> _Task objective_
Count the lines in the items below that contain the word "wooden". Reply with the number alone.

+===+

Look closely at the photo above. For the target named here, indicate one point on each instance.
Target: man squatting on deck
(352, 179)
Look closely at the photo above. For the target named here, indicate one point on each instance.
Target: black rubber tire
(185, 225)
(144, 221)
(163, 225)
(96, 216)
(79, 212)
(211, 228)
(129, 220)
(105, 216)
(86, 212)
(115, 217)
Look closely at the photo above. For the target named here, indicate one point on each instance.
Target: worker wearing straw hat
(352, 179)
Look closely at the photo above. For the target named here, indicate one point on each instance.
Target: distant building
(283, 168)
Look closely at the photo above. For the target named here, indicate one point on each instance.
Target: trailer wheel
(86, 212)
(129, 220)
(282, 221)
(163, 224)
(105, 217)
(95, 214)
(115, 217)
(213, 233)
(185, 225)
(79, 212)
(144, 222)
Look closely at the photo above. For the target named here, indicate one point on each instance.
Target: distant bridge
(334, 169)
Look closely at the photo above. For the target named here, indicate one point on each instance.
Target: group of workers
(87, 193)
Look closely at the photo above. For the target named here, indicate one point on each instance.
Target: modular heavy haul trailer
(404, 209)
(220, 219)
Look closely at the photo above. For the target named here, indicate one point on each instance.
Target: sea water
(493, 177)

+===+

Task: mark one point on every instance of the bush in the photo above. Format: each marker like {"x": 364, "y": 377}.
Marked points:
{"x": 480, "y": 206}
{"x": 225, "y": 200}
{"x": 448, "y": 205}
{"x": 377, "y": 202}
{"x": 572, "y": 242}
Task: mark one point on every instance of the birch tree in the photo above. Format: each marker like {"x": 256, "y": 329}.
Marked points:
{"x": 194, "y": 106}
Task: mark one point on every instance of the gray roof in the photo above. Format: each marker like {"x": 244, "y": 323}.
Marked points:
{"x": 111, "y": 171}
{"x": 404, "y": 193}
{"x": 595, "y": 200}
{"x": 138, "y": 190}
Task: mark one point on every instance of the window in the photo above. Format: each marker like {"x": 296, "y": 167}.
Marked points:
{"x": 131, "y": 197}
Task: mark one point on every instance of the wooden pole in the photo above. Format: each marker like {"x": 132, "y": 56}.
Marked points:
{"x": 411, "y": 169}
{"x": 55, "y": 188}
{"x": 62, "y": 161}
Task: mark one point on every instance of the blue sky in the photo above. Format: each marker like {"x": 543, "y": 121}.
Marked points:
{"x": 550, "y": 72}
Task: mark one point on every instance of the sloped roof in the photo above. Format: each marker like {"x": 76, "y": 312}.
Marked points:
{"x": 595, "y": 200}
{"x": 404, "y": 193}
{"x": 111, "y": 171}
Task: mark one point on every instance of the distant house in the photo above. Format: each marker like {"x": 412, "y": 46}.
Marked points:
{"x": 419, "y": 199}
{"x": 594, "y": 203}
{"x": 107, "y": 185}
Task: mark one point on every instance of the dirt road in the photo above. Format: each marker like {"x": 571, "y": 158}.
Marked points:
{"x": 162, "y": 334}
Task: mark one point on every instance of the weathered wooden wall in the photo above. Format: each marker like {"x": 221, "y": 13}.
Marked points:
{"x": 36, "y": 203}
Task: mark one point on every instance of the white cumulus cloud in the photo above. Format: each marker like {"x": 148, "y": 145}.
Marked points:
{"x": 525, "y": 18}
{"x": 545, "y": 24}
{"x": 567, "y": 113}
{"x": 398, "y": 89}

+===+

> _Exercise solution_
2